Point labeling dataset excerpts
━━━━━━━━━━━━━━━━

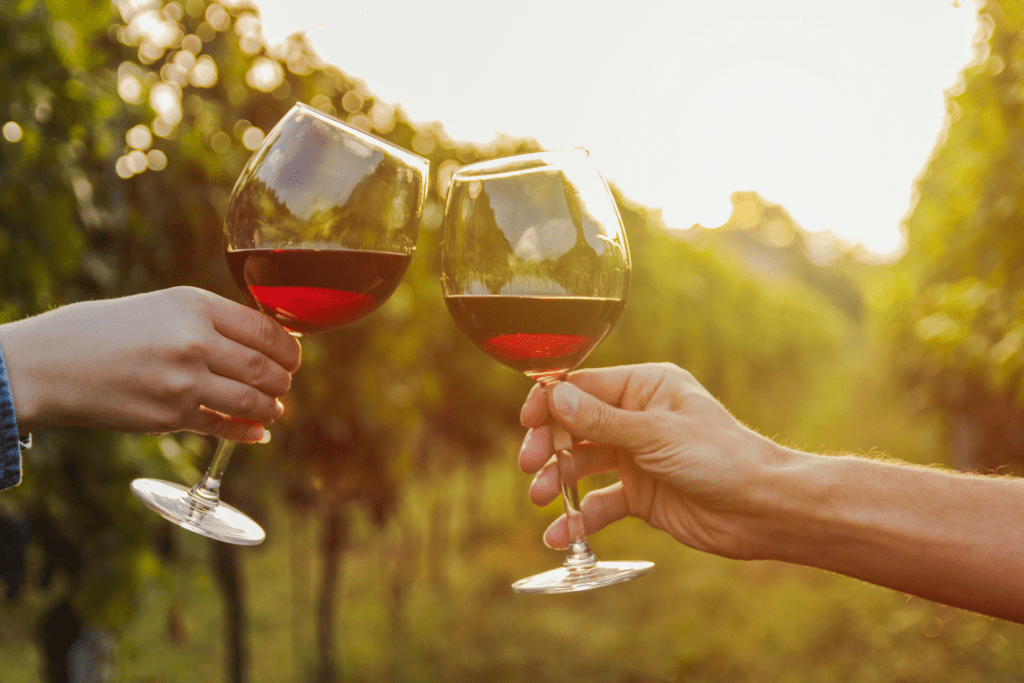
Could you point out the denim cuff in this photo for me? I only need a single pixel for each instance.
(10, 442)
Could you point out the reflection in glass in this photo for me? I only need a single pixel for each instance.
(535, 269)
(320, 229)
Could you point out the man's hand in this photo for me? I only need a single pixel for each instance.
(685, 465)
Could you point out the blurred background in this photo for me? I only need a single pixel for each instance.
(395, 514)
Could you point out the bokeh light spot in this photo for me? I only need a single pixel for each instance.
(220, 141)
(139, 137)
(12, 132)
(204, 74)
(157, 160)
(252, 138)
(264, 75)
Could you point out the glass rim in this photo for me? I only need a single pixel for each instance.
(519, 164)
(410, 157)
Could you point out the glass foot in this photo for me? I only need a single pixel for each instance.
(215, 520)
(569, 580)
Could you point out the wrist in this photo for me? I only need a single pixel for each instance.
(790, 503)
(29, 388)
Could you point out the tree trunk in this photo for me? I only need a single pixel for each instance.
(227, 573)
(333, 544)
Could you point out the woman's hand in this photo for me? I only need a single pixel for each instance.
(180, 358)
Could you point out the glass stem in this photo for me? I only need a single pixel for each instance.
(580, 556)
(208, 491)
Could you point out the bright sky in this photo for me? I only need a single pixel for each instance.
(829, 109)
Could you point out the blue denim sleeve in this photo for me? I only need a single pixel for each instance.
(10, 444)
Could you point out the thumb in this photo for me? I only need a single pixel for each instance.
(590, 418)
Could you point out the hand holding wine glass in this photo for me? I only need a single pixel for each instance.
(536, 270)
(320, 229)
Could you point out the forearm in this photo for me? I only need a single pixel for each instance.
(951, 538)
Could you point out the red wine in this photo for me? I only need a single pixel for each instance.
(539, 336)
(310, 290)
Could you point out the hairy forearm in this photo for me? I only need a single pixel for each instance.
(955, 539)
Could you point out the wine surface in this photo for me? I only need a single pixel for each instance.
(540, 336)
(310, 290)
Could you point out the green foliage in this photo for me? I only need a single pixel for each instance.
(956, 299)
(129, 146)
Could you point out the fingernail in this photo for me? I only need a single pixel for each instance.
(566, 398)
(548, 530)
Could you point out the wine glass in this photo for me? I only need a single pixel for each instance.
(320, 229)
(535, 269)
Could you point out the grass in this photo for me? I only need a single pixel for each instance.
(428, 601)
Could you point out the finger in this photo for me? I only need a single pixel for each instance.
(599, 508)
(535, 410)
(607, 384)
(246, 365)
(215, 424)
(536, 449)
(589, 459)
(589, 418)
(258, 331)
(240, 400)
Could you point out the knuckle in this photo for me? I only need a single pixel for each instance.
(257, 367)
(266, 330)
(248, 400)
(601, 418)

━━━━━━━━━━━━━━━━

Reproduce exactly the lines from the one containing "Could you point out the green" through the last line of the records above, including both, and nothing else.

ANSWER FOR THIS EXERCISE =
Could you point out the green foliage in this photo for me? I only need a single pixel for each instance.
(956, 299)
(129, 146)
Could you point out the fingernail in this photo for me? I only need a single pixel for each instance.
(566, 398)
(548, 530)
Could you point out the wine glass in this photo for me? I only need a single pixel for each instance.
(320, 229)
(535, 269)
Could you point out the grass in this photo for me? I only need a single pixel for each instance.
(428, 601)
Could you point out the finger in this photo for me? I only need a single pixel for each instance.
(599, 508)
(535, 410)
(607, 384)
(246, 365)
(215, 424)
(536, 449)
(589, 459)
(589, 418)
(258, 331)
(240, 400)
Could you point out the knuckle in this photo for me? I only need a single pixel for each instance.
(257, 367)
(266, 330)
(248, 400)
(601, 418)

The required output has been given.